Entries from a pointing dataset

════

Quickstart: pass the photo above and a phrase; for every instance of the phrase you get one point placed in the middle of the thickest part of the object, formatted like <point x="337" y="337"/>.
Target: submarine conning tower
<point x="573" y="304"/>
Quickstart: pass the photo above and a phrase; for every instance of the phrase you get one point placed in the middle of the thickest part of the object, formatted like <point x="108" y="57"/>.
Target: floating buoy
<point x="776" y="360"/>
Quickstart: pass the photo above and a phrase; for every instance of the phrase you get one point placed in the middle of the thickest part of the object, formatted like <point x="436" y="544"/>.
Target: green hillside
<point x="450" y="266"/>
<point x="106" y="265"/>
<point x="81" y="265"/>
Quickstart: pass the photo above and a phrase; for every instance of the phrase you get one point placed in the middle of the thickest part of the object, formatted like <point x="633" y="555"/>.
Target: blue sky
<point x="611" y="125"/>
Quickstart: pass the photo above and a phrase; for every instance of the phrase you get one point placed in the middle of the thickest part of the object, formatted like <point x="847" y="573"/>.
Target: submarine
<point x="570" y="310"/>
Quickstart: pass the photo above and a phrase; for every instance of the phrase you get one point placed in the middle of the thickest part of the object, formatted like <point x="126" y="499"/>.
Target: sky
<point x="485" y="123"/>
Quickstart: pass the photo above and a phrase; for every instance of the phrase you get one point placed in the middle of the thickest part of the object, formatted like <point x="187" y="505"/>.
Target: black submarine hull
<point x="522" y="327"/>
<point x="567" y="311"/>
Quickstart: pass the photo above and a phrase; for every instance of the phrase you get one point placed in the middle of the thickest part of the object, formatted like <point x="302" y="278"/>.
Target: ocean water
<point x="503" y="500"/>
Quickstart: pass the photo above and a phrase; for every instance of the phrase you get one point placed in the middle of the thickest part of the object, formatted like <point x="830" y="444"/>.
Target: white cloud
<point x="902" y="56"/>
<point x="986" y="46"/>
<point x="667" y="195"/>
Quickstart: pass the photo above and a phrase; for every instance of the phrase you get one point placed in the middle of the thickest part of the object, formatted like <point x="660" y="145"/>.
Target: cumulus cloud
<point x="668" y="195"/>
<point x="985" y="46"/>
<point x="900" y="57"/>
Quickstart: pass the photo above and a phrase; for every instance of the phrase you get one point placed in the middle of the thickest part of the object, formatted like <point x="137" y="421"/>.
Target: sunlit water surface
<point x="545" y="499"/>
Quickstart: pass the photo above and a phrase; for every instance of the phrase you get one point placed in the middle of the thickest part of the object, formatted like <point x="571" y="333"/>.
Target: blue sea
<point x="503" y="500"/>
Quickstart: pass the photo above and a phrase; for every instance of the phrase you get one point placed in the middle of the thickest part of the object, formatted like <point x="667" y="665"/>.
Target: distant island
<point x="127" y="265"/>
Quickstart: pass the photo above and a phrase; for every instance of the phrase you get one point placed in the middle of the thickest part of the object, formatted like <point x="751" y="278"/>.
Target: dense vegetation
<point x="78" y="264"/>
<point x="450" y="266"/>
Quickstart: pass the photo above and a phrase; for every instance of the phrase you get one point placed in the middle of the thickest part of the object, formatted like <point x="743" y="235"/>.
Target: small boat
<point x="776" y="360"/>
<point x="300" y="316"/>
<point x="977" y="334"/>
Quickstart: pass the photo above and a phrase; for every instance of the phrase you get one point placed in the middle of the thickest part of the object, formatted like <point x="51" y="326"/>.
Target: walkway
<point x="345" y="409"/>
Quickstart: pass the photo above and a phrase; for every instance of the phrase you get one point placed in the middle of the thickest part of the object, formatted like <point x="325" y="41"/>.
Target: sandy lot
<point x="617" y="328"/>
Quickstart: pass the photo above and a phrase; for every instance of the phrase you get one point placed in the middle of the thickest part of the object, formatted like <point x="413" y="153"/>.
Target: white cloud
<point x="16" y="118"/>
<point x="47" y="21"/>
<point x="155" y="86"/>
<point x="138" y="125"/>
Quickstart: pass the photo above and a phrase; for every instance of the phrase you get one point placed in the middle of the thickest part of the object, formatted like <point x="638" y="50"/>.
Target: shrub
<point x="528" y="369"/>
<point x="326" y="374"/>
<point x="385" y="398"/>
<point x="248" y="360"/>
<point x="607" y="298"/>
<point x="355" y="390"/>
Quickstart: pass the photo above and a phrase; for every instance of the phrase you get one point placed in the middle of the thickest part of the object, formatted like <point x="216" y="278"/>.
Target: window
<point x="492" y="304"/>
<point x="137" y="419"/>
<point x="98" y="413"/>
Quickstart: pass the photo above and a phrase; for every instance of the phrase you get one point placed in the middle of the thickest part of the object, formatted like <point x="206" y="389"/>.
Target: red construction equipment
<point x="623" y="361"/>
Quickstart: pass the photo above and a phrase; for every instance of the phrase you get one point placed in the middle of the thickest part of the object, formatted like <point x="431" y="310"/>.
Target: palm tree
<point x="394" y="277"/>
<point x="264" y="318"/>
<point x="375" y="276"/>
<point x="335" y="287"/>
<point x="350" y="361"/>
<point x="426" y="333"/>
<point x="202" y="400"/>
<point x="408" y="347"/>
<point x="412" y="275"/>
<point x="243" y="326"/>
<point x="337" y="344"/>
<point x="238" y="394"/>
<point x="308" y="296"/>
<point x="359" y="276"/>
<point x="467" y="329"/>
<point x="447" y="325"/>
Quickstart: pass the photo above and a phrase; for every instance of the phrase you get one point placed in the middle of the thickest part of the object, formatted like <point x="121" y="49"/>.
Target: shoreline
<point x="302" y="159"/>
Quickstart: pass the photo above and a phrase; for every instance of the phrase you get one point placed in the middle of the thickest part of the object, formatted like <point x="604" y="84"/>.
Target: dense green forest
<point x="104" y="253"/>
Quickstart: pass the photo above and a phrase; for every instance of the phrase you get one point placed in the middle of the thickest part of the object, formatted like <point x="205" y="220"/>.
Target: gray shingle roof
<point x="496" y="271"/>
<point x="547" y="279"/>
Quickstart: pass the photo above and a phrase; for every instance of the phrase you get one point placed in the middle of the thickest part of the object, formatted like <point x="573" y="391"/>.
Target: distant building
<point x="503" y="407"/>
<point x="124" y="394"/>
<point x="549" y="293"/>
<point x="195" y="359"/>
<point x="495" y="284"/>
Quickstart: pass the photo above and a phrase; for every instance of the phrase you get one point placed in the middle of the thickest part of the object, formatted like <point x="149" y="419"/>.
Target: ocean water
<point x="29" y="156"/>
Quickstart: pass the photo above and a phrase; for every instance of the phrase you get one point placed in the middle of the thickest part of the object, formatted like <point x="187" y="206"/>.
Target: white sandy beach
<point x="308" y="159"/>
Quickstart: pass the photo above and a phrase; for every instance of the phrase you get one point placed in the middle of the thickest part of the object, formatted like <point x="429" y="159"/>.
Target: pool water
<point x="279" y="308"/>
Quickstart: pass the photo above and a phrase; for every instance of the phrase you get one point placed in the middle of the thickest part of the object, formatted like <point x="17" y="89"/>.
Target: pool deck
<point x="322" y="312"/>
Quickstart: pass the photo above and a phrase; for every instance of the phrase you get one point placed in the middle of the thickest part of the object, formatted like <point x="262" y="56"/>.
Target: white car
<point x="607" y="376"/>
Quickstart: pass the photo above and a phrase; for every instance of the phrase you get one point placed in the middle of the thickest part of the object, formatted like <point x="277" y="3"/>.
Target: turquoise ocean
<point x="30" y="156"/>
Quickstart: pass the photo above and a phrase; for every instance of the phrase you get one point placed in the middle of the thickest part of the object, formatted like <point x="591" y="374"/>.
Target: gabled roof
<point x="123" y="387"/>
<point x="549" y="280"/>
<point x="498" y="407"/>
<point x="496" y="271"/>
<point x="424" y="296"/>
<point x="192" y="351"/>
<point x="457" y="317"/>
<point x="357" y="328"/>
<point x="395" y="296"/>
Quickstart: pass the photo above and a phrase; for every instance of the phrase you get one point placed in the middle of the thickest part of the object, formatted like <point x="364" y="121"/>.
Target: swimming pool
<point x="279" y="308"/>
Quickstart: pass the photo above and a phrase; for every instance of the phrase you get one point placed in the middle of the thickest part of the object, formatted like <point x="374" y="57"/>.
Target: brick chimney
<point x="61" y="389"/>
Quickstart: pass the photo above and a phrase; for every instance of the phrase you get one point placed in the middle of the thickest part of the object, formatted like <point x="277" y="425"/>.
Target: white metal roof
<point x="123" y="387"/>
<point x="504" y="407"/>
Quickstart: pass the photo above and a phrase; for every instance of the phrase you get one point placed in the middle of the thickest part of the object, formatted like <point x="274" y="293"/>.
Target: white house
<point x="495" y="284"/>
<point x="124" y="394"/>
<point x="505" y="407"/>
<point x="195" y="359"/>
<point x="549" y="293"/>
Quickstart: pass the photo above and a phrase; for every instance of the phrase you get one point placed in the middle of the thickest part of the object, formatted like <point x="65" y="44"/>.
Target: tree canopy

════

▶ **Exercise aim**: Count the lines of the records above that contain the string "submarine", treating case as significant, and give only the number.

▶ **Response**: 3